--- Begin DOCUMENT ---

Nobody is ever going to call me "connected."
I have little doubt that Bush will survive. However, I am beginning to get a sinking feeling about Congressional Republicans come November. Up until now, I was very optimistic about the GOP's chances. But based on anecdotal evidence, I'm sensing that things are starting to shift the other way.
Mrs. Clinton complains that Bush must have known in advance that September 11 would happen. You remember, her old tired watergate line, "what did he know and when did he know it".
Many other leftists have moaned and groaned that Bush must have known that the stock market was going to decline, so why didn't he tell us that Enron, WorldCom, Global Crossing, et al, would tank? What's next they want White House weather predictions? Or when, Sally Sue's baby will learn how to talk? Sniff, Sniff, whine and moan.
Give me a break into reality. IMHO, the leftist crisis and fear mongerers certainly desire to have a soothsayer as their leader and so far, Gore, Lieberman, Biden, Edwards, Clinton, Daschle, Gephardt, Kerry or any other leftist who wants to run for the office of president haven't a clue either.
In the interest of historical accuracy, that was Senator Howard Baker's line.
So would I.
The economy has been doing real well lately. We've been recoving from the recession which Bush inherited from Clinton.

--- End DOCUMENT ---

■ TASKS
(1) Quote the comments from "In the interest" through "inherited from Clinton.", inclusive.
(2) Answer these questions using the comments:
(a) Which companies are named as ones that leftists say Bush should have warned would tank?
(b) Whose line was "what did he know and when did he know it", according to the correction offered in the comments?
(c) From whom did Bush inherit the recession, according to the comments?

--- Begin LISTED RECORDS ---

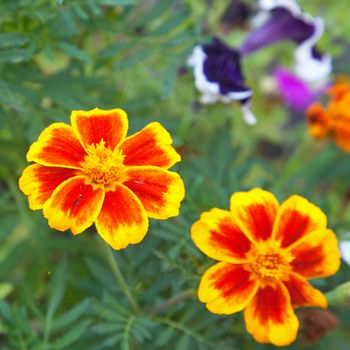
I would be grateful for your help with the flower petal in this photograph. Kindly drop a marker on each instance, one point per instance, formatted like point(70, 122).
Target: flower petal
point(296, 218)
point(150, 146)
point(342, 135)
point(295, 92)
point(217, 235)
point(123, 219)
point(227, 288)
point(96, 125)
point(270, 317)
point(316, 255)
point(319, 121)
point(218, 74)
point(38, 182)
point(282, 24)
point(255, 212)
point(160, 191)
point(344, 247)
point(302, 293)
point(75, 205)
point(57, 146)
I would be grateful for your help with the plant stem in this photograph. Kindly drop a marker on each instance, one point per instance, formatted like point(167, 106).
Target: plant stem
point(172, 301)
point(108, 253)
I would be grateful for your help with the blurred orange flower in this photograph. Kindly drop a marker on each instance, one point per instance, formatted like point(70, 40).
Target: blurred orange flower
point(334, 120)
point(266, 254)
point(89, 172)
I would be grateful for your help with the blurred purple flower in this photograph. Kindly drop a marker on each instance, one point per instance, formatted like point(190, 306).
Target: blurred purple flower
point(284, 20)
point(218, 76)
point(217, 67)
point(296, 93)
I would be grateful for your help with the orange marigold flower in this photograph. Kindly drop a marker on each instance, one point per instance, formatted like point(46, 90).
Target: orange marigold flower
point(334, 120)
point(90, 172)
point(266, 253)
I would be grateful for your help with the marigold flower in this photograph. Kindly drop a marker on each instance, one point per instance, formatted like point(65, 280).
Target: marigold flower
point(89, 172)
point(266, 254)
point(334, 120)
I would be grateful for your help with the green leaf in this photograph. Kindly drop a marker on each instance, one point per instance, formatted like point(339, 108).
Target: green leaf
point(71, 336)
point(57, 288)
point(8, 40)
point(71, 315)
point(73, 51)
point(15, 55)
point(116, 2)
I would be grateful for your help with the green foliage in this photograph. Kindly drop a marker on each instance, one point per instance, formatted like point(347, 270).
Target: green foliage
point(58, 292)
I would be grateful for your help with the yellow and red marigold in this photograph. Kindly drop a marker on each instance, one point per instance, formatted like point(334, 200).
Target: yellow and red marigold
point(90, 172)
point(334, 120)
point(266, 253)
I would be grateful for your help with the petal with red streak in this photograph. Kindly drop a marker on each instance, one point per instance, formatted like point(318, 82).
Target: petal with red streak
point(296, 218)
point(217, 235)
point(75, 205)
point(227, 288)
point(302, 293)
point(57, 146)
point(38, 182)
point(160, 191)
point(96, 125)
point(270, 317)
point(316, 255)
point(255, 212)
point(342, 135)
point(150, 146)
point(123, 219)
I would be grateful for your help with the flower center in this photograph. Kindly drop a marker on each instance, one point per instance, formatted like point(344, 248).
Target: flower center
point(269, 261)
point(102, 165)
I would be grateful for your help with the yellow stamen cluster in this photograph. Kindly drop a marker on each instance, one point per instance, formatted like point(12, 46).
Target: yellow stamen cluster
point(102, 165)
point(268, 261)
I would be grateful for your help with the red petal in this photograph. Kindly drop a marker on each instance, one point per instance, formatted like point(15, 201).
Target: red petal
point(160, 191)
point(227, 288)
point(302, 293)
point(96, 125)
point(57, 146)
point(38, 182)
point(316, 255)
point(270, 317)
point(150, 146)
point(75, 205)
point(255, 212)
point(217, 235)
point(296, 218)
point(123, 219)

--- End LISTED RECORDS ---

■ EXERCISE RESPONSES
(1)
In the interest of historical accuracy, that was Senator Howard Baker's line.
So would I.
The economy has been doing real well lately. We've been recoving from the recession which Bush inherited from Clinton.

(2)
(a) Enron, WorldCom and Global Crossing.
(b) Senator Howard Baker's.
(c) Clinton.